> [ASSIGNED TASK]: Retyping the entries exactly is all that is required.

> [TASK INPUT]:
=== Section Start ===

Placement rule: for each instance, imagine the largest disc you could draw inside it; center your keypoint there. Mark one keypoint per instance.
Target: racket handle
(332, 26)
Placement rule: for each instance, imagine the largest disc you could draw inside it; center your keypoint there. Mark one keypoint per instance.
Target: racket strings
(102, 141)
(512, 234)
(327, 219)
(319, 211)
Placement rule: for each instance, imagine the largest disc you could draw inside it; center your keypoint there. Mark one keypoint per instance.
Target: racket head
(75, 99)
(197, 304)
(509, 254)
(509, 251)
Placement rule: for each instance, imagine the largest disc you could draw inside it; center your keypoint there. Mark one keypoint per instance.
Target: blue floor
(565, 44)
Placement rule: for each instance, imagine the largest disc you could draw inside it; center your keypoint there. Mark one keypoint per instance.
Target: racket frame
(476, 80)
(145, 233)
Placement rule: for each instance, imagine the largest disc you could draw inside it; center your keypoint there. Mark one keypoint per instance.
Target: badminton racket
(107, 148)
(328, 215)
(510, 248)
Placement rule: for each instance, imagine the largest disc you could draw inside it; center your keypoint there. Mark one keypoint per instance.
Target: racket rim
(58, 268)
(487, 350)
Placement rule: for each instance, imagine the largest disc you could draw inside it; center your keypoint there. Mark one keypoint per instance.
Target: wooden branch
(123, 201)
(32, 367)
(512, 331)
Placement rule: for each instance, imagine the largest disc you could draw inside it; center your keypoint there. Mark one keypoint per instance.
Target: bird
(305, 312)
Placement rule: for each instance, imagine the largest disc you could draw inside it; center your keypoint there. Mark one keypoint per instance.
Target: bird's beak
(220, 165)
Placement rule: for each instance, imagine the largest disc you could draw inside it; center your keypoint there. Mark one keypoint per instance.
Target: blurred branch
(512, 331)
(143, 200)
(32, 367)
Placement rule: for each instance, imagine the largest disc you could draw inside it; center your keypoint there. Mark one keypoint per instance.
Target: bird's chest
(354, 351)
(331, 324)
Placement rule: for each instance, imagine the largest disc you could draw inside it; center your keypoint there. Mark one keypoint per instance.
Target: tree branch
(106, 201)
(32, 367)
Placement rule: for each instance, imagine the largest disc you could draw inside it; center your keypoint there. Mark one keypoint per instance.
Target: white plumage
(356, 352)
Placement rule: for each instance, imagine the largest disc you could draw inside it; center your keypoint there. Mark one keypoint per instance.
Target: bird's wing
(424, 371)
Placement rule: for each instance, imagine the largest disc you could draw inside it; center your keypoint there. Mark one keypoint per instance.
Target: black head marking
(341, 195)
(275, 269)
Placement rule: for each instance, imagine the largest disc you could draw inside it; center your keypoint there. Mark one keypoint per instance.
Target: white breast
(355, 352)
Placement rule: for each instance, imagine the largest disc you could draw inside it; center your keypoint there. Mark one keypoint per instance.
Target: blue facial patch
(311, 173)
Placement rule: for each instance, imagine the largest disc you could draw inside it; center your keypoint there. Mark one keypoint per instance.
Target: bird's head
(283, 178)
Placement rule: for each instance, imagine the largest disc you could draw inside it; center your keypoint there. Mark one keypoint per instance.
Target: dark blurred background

=== Section End ===

> [RESPONSE AREA]:
Placement rule: for each instance, imagine the largest disc you could draw inside it; center your keypoint there. Mark one keypoint per instance.
Target: racket handle
(332, 26)
Placement rule: for each instance, imagine the largest disc you could draw inside it; center your keypoint there. Mark one keypoint per instance.
Target: racket strings
(102, 141)
(512, 234)
(327, 219)
(319, 211)
Placement rule: for each instance, imagine the largest disc you could draw inside it; center your keypoint there. Mark one keypoint per instance.
Target: racket head
(75, 99)
(197, 304)
(509, 254)
(509, 251)
Placement rule: for each instance, imagine the largest disc you could draw inside it; center your keypoint there. Mark one keypoint per instance.
Target: blue floor
(565, 44)
Placement rule: for each instance, imagine the largest disc you could draw inside it; center your keypoint there. Mark one keypoint per instance.
Target: racket frame
(476, 80)
(145, 233)
Placement rule: for each instance, imagine the largest disc you could draw inside it; center your keypoint there. Mark one keypoint per instance.
Target: badminton racket
(107, 148)
(328, 215)
(510, 248)
Placement rule: for each instance, imagine the largest disc you could draw inside it; center your keypoint there. Mark one keypoint per instance.
Target: racket rim
(58, 268)
(487, 350)
Placement rule: for each instance, imagine the largest disc you could draw inside it; center your keypoint there. Mark one keypoint per instance.
Target: wooden branch
(123, 201)
(32, 367)
(512, 331)
Placement rule: for each instance, imagine the largest disc you could draw inside it; center your keypoint there. Mark one keypoint per instance.
Target: bird
(305, 312)
Placement rule: for each instance, imagine the largest disc you could draw inside it; center your keypoint there. Mark one keypoint per instance.
Target: bird's beak
(220, 165)
Placement rule: for each instance, imagine the largest disc you could draw inside it; center your keypoint there. Mark one keypoint per instance.
Target: blurred branch
(512, 331)
(143, 200)
(32, 367)
Placement rule: for each instance, imagine the largest disc you could draw inside it; center your keypoint there. Mark one keypoint per instance.
Target: bird's chest
(354, 351)
(331, 324)
Placement rule: for each instance, imagine the largest disc you could draw inside it; center your keypoint there. Mark one keypoint per instance.
Target: tree branch
(106, 201)
(32, 367)
Placement rule: for each instance, imagine the largest disc you could draw inside it; center your keypoint there. Mark one keypoint per instance.
Target: white plumage
(356, 352)
Placement rule: for each instance, imagine the largest disc you could draw inside it; center your keypoint there. Mark one keypoint per instance.
Target: bird's wing
(424, 371)
Placement rule: for each instance, imagine the largest disc you could draw inside it; center your keypoint there. Mark one keypoint per instance.
Target: black head marking
(341, 195)
(275, 269)
Placement rule: for each instance, imagine the largest disc you could draw inside it; center your keypoint there. Mark one keypoint per instance.
Target: white breast
(355, 352)
Placement rule: for each instance, imagine the largest disc you could draw inside it; center your keypoint there. Mark one keypoint per instance.
Target: blue facial patch
(311, 173)
Placement rule: for each instance, imagine the largest disc you could draw inside it; center your keypoint there. Mark one keypoint per instance.
Target: bird's head
(283, 178)
Placement rule: for each instance, imagine the largest disc you could draw inside it; center your keypoint there. Mark one keypoint per instance.
Target: dark blurred background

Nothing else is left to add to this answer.